[PROVIDED RECORDS Boundary: Start]

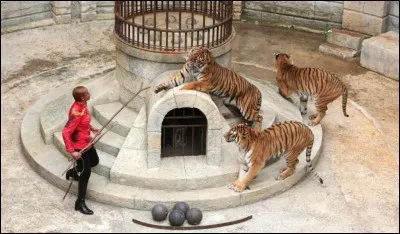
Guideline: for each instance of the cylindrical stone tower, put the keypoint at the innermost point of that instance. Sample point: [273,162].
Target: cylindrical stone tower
[152,39]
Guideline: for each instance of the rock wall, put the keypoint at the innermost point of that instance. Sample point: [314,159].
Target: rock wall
[393,21]
[320,15]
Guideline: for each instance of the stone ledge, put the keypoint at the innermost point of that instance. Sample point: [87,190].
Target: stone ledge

[PROVIDED RECORDS Boundary: End]

▶ _EXERCISE AIM_: Omit the pictures and reproduce the records above exactly.

▶ _ANSWER TO THE PROBLEM_:
Guideline: for each instance of the cylindrical stone tower, put the keypoint at the innermost point of that instance. Sample point: [273,162].
Target: cylindrical stone tower
[152,39]
Guideline: for each instance of the rock wall, put the keypoint at the innermost point of that instance. Sample point: [314,159].
Target: rock wall
[393,21]
[320,15]
Guideline: for each instance of the stone ledge, put the keypoint at the innermost point of that instance. Sample point: [87,190].
Target: stone ledge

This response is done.